Text passage:
Practicing medicine is one of the most prestigious positions in any society. However, medical training is largely devoid of any social, political or economic context. It makes sense; people go to medical school to study medicine, not development. However, the two might be more intertwined than the average med student realizes.
The modern world is made so much smaller by innovations in transportation and communication that practicing medicine can hardly be considered a local phenomenon anymore.
The greatest evidence of this was the recent outbreak of Ebola in West Africa, which was treated as a local phenomenon until it wasn’t. In the future, outbreaks of highly infectious disease might be more effectively curtailed by a more globally-minded body of medical professionals.
Billions of flight passengers each year means that apparently localized infectious diseases have the potential to spread more than ever before. The average medical student, not just virologists and infectious disease experts, should be equipped to deal with the impact of epidemics in a highly connected world.
Furthermore, the migration of individuals means that doctors no longer deal only with the epidemiology of their particular locale, but the locale of their patient’s place of origin.
Cancers and infectious diseases affect different local populations in different ways, but migration is so common these days that doctors face an increasingly wider range of idiosyncrasies in treating their patients.
The poor, anywhere in the world, suffer from a greater disease burden, so enhancing knowledge of poverty-related health issues would improve the practice of any medical professional.
Another way in which an awareness of the developing world might improve a doctor’s practice might be actual technical and experiential innovations that come out of poorer areas.
In developing countries, doctors must operate with a much narrower range of resources, and are thus forced to create cost-cutting measures or innovations from which doctors in wealthier countries could benefit greatly.
In India, for example, healthcare professionals developed an inexpensive and portable ECG machine to meet the demand of rural patients.
In Mozambique, limited human resources have led to training programs for skilled healthcare professionals which teach them how to perform routine surgeries. The cost of training these surgeons is far less than traditional doctors, and the surgical outcomes are equivalent.

(Referring expression data)
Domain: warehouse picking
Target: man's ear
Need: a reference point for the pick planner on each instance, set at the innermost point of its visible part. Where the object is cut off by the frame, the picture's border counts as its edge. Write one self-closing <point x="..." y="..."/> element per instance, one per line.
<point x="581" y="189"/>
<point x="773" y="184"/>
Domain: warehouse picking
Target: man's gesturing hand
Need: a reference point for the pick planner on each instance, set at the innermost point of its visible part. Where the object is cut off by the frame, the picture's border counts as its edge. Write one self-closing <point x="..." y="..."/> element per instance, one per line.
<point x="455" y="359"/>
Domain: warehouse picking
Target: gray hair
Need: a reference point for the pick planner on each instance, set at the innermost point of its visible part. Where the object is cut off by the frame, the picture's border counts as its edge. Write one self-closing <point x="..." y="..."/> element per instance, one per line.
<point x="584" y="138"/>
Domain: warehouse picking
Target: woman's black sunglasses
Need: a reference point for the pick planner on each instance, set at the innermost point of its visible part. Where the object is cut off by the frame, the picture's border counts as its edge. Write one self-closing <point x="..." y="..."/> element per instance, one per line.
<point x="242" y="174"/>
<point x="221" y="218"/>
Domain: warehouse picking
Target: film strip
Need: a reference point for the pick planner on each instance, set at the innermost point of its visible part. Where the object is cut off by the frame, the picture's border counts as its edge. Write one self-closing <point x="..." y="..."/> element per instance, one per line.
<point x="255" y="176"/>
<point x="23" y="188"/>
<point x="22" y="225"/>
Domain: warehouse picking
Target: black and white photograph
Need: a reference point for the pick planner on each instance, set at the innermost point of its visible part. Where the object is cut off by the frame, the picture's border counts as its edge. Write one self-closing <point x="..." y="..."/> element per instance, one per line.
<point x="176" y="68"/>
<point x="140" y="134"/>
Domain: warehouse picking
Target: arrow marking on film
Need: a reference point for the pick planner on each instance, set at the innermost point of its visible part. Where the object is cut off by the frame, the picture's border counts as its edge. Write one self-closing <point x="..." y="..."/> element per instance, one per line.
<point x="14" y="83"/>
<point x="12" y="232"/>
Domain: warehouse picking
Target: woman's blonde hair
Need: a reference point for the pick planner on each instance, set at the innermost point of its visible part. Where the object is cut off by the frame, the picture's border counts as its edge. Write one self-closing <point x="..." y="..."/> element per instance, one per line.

Tasks to carry out:
[1] In the passage on global health and medical practice, what did healthcare professionals in India develop to meet the demand of rural patients?
[2] Print the passage on global health and medical practice from "Cancers and infectious" up to and including "treating their patients.".
These data come from a separate source.

Completed exercise:
[1] An inexpensive and portable ECG machine.

[2]
Cancers and infectious diseases affect different local populations in different ways, but migration is so common these days that doctors face an increasingly wider range of idiosyncrasies in treating their patients.